Task description ▸ In the commentary on Chavez and Bush below, retype word for word the part that opens with the words containing "Chavez going around" and closes with "and ANG service.".

Now, every right wing US-driven coup of a progressive, anti-Wall St, anti-neoliberal elected leader over the last 100 years, inlcuding Guatemala, Chile and Iran, Iraq, Panama, and the attempted coup in Venezuela, along with many other coups and coup attempts, included, at an early stage, allegations of insanity and personality disorders. EVERY ONE.
Chavez going around saying all the things about Bush that he knows the US will do to him in the US media in order to justify (or lower resistance to) a coup pulls that rug out from under the Bush administration's feet, exactly the same way the Bush campaign pulled the rug out from underneath Gore's feet had Gore decided to try to make the very powerful (and easily-made) argument that Bush's class background said a great deal about the kind of politician he was and the kind of president he would be, or, in the case of Kerry, if Kerry made a point of Bush's draft-dodging and ANG service.
So, if Bush rolls out the "Chavez is evil; Chavez is a sociopath" strategy now, a lot of Americans are going to think he's pulling an "I know you are but what am I" response to Chavez's statements and won't believe Bush.
Perhaps Chavez truly believes that Bush is an alcoholic and that he's insane (American foreign policy is definitely insance -- I believe that). Regardless, Chavez is countering what otherwise would have been an inevitable US media/Republican party tactic.

Dataset extract ▸
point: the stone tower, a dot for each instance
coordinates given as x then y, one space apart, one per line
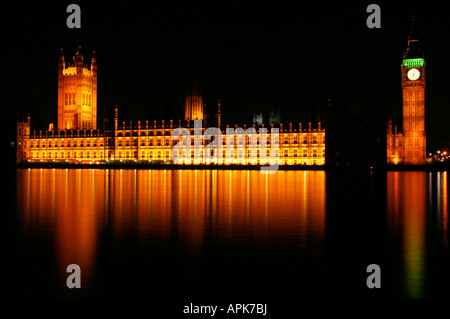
77 93
413 85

Problem solution ▸
Chavez going around saying all the things about Bush that he knows the US will do to him in the US media in order to justify (or lower resistance to) a coup pulls that rug out from under the Bush administration's feet, exactly the same way the Bush campaign pulled the rug out from underneath Gore's feet had Gore decided to try to make the very powerful (and easily-made) argument that Bush's class background said a great deal about the kind of politician he was and the kind of president he would be, or, in the case of Kerry, if Kerry made a point of Bush's draft-dodging and ANG service.